* Exercise details
Your answer must be an exact copy of the data below.
*** Information supplied ***
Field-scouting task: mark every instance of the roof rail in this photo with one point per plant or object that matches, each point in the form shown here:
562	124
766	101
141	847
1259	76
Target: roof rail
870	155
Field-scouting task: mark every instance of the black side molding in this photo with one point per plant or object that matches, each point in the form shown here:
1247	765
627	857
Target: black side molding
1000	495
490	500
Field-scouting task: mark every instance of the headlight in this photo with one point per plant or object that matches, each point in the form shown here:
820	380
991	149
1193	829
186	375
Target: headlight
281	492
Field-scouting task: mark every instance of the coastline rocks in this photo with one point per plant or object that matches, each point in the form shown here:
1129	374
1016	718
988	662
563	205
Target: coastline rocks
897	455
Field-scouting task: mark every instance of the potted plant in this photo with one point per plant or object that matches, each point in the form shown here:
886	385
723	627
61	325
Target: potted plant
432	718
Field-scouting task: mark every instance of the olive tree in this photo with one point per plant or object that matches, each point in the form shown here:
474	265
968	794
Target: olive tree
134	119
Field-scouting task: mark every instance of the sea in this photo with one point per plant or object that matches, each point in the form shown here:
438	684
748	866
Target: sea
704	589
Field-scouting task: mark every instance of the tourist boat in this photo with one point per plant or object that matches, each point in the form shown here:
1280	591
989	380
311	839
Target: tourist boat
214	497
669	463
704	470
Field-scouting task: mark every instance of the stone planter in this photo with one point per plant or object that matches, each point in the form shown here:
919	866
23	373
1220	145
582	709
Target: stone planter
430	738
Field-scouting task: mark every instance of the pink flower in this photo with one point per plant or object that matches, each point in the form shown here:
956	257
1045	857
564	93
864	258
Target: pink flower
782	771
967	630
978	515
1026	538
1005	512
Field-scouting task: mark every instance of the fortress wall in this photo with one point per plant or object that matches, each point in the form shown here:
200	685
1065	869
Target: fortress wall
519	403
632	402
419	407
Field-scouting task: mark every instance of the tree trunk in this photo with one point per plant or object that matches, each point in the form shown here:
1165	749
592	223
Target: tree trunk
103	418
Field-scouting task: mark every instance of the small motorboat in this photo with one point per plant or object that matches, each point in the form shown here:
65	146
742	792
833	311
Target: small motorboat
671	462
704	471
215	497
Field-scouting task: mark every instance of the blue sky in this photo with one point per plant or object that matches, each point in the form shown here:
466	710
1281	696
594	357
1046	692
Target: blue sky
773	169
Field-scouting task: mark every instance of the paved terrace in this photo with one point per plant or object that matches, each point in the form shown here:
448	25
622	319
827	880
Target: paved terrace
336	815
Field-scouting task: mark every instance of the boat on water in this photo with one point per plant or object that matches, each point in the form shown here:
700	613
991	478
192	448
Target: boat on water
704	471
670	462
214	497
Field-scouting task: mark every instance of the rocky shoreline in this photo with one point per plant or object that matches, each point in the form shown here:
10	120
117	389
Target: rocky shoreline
*** End of Information supplied ***
* Exercise output
Field-scouting task: mark every instance of the roof rail in this photo with one point per plant or object that matches, each point in the form shown here:
562	124
766	101
141	847
1259	76
Target: roof rail
870	155
Field-scouting task: mark every instance of the black side molding in this photo with one point per plant or object that matches, each point in the form shown here:
1247	765
627	857
Target: black side molding
1000	495
490	500
Field-scouting task: mark every instance of the headlight in this photo with one point per plant or object that matches, each point in the form shown here:
820	380
991	149
1193	829
186	375
Target: headlight
281	492
Field-scouting task: mark every instance of the coastline rocks in this photo with one point per plant or object that matches, each point in the form shown here:
1129	374
1016	718
988	662
563	205
Target: coastline rocks
897	455
Field-scouting task: mark every instance of the potted plant in this photo with one point per plant or object that matches, each point in the form shown here:
886	385
723	627
61	325
Target: potted plant
432	718
Field-scouting task: mark every instance of the olive tree in this photo with one point per plant or object that matches, each point in the form shown here:
474	265
968	794
Target: olive tree
134	119
Field-scouting task: mark every instance of the sea in this photo with one point per plant or object that matches, each point in the form shown here:
438	684
748	866
Target: sea
704	589
Field-scouting task: mark every instance of the tourist boat in this photo with one point per plant or object that matches, each point in the form shown here:
1280	591
989	380
311	839
Target: tourist boat
214	497
669	463
704	470
Field-scouting task: mark every instance of the stone planter in this photo with one point per plant or object that matches, each point in the form shown here:
919	866
23	373
1220	145
582	709
Target: stone planter
430	738
Field-scouting task: mark every instance of the pink flower in this photo with one point per plant or object that matches, each point in the form shown here:
956	257
1045	857
564	93
864	258
Target: pink flower
782	771
967	630
978	515
1026	538
1005	512
Field-scouting task: mark every instance of the fortress wall in this photo with one point per plant or object that matches, each point in the form shown here:
200	685
1065	869
Target: fortress wall
519	403
632	402
419	407
Field-scouting task: mark every instance of the tree trunk in this photo with one point per plant or object that matches, each point in the form shown here:
1165	749
592	223
Target: tree trunk
103	418
Field-scouting task: mark every instance of the small motorboat in this photo with one point per plant or object that matches, each point in the form shown here:
65	146
742	792
833	311
Target: small motorboat
671	462
704	471
215	497
Field-scouting task: mark every instance of the blue sky in this photo with one point per plant or object that matches, each point in the form shown here:
466	710
1281	696
594	357
1046	692
Target: blue sky
773	169
Field-scouting task: mark every instance of the paved terrace in this photo with one point per plant or object that matches, each point in the form shown here:
448	25
622	319
827	880
Target: paved terrace
336	815
Field-scouting task: mark every instance of the boat on water in this photo with one point per plant or object that matches, each point in the form shown here:
700	613
991	478
192	448
Target: boat on water
704	471
670	462
214	497
Field-scouting task: mark every instance of the rocky shoreline in this photo with one point per plant or object that matches, each point in the form shown here:
10	120
117	389
Target: rocky shoreline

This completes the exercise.